Exercise aim
Copy out, character for character, everything from the line containing "--target large boulder" down to the line containing "[[[0,13],[0,156],[876,643],[1344,643],[1337,4]]]", with both of those lines included.

Data supplied
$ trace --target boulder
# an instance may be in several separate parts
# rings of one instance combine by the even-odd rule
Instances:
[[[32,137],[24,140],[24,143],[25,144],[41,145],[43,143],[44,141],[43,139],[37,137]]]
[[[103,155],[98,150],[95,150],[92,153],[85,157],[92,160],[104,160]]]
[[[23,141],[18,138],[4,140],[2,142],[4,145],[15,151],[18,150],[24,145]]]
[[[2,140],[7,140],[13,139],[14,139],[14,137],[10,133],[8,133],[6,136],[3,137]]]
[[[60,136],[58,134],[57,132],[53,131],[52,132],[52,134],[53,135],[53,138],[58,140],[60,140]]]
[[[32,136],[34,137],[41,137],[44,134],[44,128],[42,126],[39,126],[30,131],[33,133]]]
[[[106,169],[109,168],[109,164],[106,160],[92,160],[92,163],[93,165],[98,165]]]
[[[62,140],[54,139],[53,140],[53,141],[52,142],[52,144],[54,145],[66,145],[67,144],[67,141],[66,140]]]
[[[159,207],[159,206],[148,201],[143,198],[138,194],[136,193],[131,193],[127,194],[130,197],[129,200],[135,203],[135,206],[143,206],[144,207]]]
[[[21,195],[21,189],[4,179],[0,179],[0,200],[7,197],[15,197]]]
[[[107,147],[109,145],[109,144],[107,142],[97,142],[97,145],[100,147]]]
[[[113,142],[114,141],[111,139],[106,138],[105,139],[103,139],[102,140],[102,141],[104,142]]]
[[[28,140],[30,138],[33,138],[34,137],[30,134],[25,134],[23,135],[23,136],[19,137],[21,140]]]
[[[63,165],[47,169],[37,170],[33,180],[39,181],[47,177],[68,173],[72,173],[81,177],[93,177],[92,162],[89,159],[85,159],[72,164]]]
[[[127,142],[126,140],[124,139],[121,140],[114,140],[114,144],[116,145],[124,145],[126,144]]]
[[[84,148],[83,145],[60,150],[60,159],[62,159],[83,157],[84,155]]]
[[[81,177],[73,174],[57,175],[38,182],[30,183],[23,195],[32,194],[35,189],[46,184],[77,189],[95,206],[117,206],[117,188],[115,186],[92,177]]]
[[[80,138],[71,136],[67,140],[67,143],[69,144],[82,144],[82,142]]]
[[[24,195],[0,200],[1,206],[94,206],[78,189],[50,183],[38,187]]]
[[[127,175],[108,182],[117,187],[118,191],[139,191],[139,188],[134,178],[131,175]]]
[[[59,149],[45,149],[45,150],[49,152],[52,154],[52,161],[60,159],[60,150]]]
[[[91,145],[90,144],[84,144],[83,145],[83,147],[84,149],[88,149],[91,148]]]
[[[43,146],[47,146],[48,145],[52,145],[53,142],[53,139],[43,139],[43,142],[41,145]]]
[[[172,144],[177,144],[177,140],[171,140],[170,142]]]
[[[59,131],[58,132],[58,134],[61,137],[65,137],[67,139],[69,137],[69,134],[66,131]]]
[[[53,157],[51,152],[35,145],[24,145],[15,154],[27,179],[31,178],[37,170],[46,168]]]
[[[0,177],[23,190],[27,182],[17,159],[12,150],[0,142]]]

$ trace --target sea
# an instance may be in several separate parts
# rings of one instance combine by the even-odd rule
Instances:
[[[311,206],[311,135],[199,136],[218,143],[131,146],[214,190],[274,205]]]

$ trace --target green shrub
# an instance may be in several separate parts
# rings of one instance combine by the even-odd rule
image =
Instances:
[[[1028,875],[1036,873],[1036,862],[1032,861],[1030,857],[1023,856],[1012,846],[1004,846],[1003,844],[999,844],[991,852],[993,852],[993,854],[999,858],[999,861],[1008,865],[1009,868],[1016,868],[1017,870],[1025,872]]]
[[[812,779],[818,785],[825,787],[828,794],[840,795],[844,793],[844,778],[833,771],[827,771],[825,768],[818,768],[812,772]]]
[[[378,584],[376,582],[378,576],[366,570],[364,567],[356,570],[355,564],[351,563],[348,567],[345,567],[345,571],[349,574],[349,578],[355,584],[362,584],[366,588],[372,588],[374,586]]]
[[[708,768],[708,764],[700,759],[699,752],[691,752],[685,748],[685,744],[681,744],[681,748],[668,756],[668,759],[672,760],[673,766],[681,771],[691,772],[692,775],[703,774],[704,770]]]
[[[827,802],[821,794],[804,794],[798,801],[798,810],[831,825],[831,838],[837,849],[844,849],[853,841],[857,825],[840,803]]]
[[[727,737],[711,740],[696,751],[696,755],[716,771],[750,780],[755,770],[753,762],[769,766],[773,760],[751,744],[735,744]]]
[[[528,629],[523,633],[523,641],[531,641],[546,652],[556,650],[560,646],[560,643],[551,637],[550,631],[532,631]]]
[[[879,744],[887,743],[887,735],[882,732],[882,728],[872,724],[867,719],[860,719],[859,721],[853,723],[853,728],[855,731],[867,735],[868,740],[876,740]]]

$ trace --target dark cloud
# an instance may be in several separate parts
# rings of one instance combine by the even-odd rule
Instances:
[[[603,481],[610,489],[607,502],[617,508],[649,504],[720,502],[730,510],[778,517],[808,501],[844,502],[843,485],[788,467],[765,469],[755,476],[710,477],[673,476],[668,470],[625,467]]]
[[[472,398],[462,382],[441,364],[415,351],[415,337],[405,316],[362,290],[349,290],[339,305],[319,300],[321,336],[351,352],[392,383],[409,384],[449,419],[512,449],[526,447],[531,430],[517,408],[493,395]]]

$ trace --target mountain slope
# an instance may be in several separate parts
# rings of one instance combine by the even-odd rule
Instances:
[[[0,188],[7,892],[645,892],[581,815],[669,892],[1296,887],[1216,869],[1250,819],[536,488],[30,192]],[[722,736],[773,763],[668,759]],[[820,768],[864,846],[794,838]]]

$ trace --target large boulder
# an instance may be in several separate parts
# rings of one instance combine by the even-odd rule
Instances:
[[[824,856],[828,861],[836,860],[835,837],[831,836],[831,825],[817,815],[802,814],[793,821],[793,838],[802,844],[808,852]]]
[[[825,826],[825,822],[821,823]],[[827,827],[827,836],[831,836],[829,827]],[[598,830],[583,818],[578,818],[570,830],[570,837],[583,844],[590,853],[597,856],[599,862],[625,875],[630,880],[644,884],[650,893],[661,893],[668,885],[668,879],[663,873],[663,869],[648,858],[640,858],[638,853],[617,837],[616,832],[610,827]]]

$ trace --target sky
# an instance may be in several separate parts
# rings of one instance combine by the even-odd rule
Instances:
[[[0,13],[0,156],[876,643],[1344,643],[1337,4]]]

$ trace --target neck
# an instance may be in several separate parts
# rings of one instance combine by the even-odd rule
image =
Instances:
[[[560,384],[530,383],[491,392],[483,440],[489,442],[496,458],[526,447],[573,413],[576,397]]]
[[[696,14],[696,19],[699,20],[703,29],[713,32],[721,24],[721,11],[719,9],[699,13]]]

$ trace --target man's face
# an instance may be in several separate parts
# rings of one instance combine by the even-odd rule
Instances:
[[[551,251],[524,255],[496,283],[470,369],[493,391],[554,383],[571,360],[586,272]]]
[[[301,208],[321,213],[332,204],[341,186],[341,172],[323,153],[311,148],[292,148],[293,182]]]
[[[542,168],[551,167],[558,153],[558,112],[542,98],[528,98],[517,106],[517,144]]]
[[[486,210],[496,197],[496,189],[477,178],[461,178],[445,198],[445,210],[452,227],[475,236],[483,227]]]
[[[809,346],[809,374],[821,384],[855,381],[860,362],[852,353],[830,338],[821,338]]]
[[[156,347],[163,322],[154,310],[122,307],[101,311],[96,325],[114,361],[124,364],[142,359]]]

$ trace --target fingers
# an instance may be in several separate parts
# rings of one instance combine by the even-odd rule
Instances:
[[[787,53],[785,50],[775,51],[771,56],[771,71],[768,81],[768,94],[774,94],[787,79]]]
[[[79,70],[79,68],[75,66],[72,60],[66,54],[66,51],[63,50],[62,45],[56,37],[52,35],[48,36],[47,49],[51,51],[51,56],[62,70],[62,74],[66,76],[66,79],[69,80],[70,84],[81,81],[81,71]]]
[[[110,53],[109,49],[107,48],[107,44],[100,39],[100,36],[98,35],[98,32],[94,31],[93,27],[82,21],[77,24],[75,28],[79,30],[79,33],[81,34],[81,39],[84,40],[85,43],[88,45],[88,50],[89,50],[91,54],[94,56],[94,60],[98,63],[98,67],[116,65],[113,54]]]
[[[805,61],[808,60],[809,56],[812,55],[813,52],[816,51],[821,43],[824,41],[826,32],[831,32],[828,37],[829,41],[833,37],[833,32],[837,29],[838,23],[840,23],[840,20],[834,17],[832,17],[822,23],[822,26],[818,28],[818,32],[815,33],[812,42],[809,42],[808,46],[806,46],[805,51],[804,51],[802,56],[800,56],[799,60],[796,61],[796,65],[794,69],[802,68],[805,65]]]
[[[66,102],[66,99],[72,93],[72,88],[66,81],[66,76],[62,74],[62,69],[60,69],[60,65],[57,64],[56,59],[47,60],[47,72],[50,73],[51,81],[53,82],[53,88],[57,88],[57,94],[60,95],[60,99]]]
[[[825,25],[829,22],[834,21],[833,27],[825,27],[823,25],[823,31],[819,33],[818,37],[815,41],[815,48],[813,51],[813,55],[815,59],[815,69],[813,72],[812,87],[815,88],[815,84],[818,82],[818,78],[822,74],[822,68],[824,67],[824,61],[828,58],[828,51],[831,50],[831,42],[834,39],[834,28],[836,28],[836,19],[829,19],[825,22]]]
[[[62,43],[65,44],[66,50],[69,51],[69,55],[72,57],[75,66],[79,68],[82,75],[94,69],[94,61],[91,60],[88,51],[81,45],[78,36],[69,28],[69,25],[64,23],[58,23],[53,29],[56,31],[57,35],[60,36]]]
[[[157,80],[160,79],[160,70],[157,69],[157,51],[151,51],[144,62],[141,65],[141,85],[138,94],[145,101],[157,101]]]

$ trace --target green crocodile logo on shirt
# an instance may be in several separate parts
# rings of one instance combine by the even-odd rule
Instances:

Full solution
$ trace --target large boulder
# an instance may be in several separate parts
# rings of one instance combine by the even-odd rule
Instances:
[[[824,856],[828,861],[836,860],[835,837],[831,836],[831,825],[817,815],[802,814],[793,821],[793,838],[802,844],[808,852]]]
[[[825,826],[825,822],[821,823]],[[827,827],[827,836],[831,836],[829,827]],[[598,830],[583,818],[578,818],[570,830],[570,837],[583,844],[590,853],[597,856],[599,862],[625,875],[630,880],[644,884],[650,893],[661,893],[668,885],[668,879],[663,873],[663,869],[648,858],[640,858],[638,853],[617,837],[616,832],[610,827]]]

$ trace --target sky
# an instance may be in several separate parts
# rings of one instance combine by the even-odd rule
Instances:
[[[0,13],[0,156],[876,643],[1344,643],[1337,4]]]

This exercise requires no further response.